# Help with sikkens stain



## buddy26 (Dec 17, 2011)

Have a house with sikkens stain coming off. I can scrap it off there with my putty knife. Don't know much about sikkens stains so can u scrap and go over or does it all need to come off? Looks like the wood underneath is dirty to me maybe that's why it's coming off not sure any help would be appreciated thanks


----------



## NCPaint1 (Aug 6, 2009)

This is quite the project. If you've never done one, learning on the job will make you go broke.

This needs to be cob blasted. Osbourne brushed, and possibly sanded in areas.

If they want a band-aid fix, it can be done....but it will look like crap at best.


----------



## StripandCaulk (Dec 30, 2011)

NCPaint1 said:


> This is quite the project. If you've never done one, learning on the job will make you go broke.
> 
> This needs to be cob blasted. Osbourne brushed, and possibly sanded in areas.
> 
> If they want a band-aid fix, it can be done....but it will look like crap at best.


It definitley needs to be stripped i agree with NC. It is clapboard siding though, from the looks probably cedar or redwood.

Items stored in a collection |
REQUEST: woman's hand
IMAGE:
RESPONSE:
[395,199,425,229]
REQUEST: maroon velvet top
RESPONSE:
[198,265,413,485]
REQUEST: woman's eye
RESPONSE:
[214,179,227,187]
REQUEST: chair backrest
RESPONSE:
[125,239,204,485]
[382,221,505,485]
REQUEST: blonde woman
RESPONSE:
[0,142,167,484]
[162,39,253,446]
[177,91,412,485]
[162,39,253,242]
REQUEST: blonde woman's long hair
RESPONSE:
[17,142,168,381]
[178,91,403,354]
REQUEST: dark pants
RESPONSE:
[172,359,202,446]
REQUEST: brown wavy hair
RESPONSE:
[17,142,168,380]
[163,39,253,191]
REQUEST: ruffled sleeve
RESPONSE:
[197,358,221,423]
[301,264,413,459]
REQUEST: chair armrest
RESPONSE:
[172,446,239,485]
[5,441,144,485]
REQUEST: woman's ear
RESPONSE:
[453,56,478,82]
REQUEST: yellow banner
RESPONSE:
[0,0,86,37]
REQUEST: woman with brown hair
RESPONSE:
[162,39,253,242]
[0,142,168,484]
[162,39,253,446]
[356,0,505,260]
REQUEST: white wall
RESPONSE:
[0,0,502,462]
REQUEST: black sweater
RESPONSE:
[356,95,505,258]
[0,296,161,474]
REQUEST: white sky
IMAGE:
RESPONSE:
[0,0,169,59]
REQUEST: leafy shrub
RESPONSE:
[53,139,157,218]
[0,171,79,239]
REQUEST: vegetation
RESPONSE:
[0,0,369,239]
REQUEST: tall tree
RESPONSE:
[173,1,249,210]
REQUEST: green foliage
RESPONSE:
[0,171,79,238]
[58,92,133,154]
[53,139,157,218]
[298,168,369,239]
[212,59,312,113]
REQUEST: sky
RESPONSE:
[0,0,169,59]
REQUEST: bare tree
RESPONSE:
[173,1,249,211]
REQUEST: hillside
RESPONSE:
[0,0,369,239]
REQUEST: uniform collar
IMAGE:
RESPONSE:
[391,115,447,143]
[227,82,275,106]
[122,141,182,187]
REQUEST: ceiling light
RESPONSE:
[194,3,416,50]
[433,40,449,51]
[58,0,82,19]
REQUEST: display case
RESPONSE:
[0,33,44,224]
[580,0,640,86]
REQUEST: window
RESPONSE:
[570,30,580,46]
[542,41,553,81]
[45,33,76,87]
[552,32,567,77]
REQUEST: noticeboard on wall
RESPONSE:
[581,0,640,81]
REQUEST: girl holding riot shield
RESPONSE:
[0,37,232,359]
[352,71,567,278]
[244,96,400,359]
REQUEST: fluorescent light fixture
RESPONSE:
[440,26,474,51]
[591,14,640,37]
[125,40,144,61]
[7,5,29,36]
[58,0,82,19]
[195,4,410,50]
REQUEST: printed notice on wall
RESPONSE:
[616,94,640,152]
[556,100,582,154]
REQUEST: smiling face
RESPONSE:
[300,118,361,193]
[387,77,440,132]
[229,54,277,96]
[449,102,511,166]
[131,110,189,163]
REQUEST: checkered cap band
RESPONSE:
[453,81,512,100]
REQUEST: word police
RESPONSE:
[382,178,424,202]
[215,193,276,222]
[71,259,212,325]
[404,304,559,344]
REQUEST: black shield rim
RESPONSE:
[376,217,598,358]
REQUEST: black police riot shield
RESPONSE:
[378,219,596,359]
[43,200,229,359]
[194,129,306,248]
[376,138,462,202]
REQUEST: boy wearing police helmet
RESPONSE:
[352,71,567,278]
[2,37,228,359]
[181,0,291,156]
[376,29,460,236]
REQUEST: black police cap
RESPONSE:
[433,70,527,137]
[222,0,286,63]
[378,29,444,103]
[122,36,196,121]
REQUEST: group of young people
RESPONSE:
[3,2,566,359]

Exercise |
Copy out the whole forum thread about the Sikkens stain coming off the house, word for word.

Task solution |
# Help with sikkens stain



## buddy26 (Dec 17, 2011)

Have a house with sikkens stain coming off. I can scrap it off there with my putty knife. Don't know much about sikkens stains so can u scrap and go over or does it all need to come off? Looks like the wood underneath is dirty to me maybe that's why it's coming off not sure any help would be appreciated thanks


----------



## NCPaint1 (Aug 6, 2009)

This is quite the project. If you've never done one, learning on the job will make you go broke.

This needs to be cob blasted. Osbourne brushed, and possibly sanded in areas.

If they want a band-aid fix, it can be done....but it will look like crap at best.


----------



## StripandCaulk (Dec 30, 2011)

NCPaint1 said:


> This is quite the project. If you've never done one, learning on the job will make you go broke.
> 
> This needs to be cob blasted. Osbourne brushed, and possibly sanded in areas.
> 
> If they want a band-aid fix, it can be done....but it will look like crap at best.


It definitley needs to be stripped i agree with NC. It is clapboard siding though, from the looks probably cedar or redwood.